--- start Exercise input ---

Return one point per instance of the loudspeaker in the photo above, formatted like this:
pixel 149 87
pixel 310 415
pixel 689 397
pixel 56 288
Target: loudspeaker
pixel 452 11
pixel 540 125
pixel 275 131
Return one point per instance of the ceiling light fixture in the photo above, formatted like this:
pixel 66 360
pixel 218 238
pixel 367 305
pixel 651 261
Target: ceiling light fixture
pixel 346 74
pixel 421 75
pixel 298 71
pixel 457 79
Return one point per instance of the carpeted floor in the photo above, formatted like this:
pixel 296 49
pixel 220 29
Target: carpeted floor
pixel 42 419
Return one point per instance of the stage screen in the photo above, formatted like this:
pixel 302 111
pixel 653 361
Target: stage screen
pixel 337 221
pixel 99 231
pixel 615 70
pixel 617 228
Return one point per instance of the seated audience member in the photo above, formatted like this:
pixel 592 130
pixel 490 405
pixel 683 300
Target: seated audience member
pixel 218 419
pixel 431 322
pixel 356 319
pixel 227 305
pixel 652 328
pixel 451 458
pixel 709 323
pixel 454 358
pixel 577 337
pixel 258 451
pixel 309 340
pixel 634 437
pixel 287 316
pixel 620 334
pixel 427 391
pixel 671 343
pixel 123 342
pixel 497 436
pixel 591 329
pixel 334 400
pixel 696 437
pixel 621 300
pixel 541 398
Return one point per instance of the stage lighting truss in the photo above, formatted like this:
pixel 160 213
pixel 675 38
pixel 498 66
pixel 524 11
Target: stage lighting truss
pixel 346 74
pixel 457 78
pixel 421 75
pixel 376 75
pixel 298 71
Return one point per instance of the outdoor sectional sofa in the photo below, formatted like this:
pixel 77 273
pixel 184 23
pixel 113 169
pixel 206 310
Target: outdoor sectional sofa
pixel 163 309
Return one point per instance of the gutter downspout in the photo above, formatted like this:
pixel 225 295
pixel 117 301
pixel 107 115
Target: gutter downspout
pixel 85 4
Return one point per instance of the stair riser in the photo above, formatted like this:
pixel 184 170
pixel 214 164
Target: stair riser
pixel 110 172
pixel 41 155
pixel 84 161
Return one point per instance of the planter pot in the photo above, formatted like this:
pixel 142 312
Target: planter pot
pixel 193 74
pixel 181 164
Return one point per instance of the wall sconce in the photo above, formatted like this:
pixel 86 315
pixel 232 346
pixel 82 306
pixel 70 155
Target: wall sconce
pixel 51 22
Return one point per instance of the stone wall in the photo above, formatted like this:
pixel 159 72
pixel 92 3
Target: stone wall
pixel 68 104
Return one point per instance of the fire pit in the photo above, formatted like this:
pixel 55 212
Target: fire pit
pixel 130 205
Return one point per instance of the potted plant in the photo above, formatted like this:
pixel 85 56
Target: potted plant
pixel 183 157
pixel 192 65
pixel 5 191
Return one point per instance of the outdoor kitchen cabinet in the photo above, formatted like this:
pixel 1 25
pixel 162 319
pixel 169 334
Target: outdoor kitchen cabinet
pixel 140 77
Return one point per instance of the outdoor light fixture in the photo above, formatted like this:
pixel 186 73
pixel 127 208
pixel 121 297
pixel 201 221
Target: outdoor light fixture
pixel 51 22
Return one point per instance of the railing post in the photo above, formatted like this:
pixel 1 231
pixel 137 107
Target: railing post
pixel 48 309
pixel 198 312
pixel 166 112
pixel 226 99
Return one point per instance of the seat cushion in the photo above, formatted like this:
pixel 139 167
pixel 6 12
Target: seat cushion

--- end Exercise input ---

Work to do: Please update the rows above so that "Target" becomes "Label" everywhere it appears, with nothing else changed.

Correct response:
Return one point per instance of the loudspeaker in the photo above, formatted like this:
pixel 149 87
pixel 310 415
pixel 689 397
pixel 56 288
Label: loudspeaker
pixel 452 11
pixel 540 125
pixel 275 131
Return one point per instance of the ceiling light fixture in the photo above, formatted like this:
pixel 66 360
pixel 218 238
pixel 367 305
pixel 651 261
Label: ceiling light fixture
pixel 346 74
pixel 421 75
pixel 298 71
pixel 457 79
Return one point per instance of the carpeted floor in the photo above, formatted like this:
pixel 296 49
pixel 220 29
Label: carpeted floor
pixel 42 419
Return one point per instance of the stage screen in the photo above, formatted like this:
pixel 302 111
pixel 653 361
Label: stage screen
pixel 337 221
pixel 99 231
pixel 615 70
pixel 617 228
Return one point per instance of the seated audience member in the photo above, formatted like this:
pixel 592 130
pixel 490 405
pixel 683 300
Label: seated audience member
pixel 218 419
pixel 431 322
pixel 356 319
pixel 227 305
pixel 652 328
pixel 451 458
pixel 709 323
pixel 454 358
pixel 577 337
pixel 258 451
pixel 309 340
pixel 634 437
pixel 287 316
pixel 620 334
pixel 427 391
pixel 671 343
pixel 123 342
pixel 497 436
pixel 591 329
pixel 334 400
pixel 696 437
pixel 621 300
pixel 541 398
Return one point per instance of the stage lighting truss in the photo above, formatted like this:
pixel 160 213
pixel 675 38
pixel 498 66
pixel 524 11
Label: stage lighting truss
pixel 346 74
pixel 457 78
pixel 421 75
pixel 376 75
pixel 298 71
Return one point per instance of the outdoor sectional sofa in the photo below, formatted like this:
pixel 77 273
pixel 184 23
pixel 113 169
pixel 206 310
Label: outdoor sectional sofa
pixel 163 309
Return one point per instance of the gutter downspout in the photo above, formatted like this:
pixel 225 295
pixel 117 301
pixel 107 115
Label: gutter downspout
pixel 85 4
Return one point per instance of the stair riser in the photo above, formatted like this:
pixel 184 170
pixel 214 164
Label: stair riser
pixel 110 172
pixel 41 155
pixel 84 161
Return one point per instance of the planter pot in the photo above, formatted like this:
pixel 142 312
Label: planter pot
pixel 193 74
pixel 181 164
Return one point per instance of the wall sconce in the photo above, formatted like this:
pixel 86 315
pixel 232 346
pixel 82 306
pixel 70 155
Label: wall sconce
pixel 51 22
Return one point per instance of the stone wall in the photo above, formatted like this:
pixel 159 72
pixel 92 3
Label: stone wall
pixel 68 104
Return one point per instance of the fire pit in the photo above, formatted like this:
pixel 55 212
Label: fire pit
pixel 130 205
Return one point per instance of the potted plant in the photo above, formatted like this:
pixel 85 56
Label: potted plant
pixel 183 157
pixel 192 65
pixel 5 191
Return one point per instance of the outdoor kitchen cabinet in the photo above, formatted like this:
pixel 1 25
pixel 162 319
pixel 169 334
Label: outdoor kitchen cabinet
pixel 140 77
Return one point per instance of the outdoor light fixture in the photo above, formatted like this:
pixel 186 73
pixel 127 208
pixel 121 297
pixel 201 221
Label: outdoor light fixture
pixel 51 22
Return one point per instance of the railing post in the photo above, formatted like this:
pixel 1 231
pixel 137 107
Label: railing post
pixel 48 309
pixel 198 312
pixel 166 112
pixel 226 99
Return one point per instance of the seat cushion in the photo above, formatted like this:
pixel 139 167
pixel 6 12
Label: seat cushion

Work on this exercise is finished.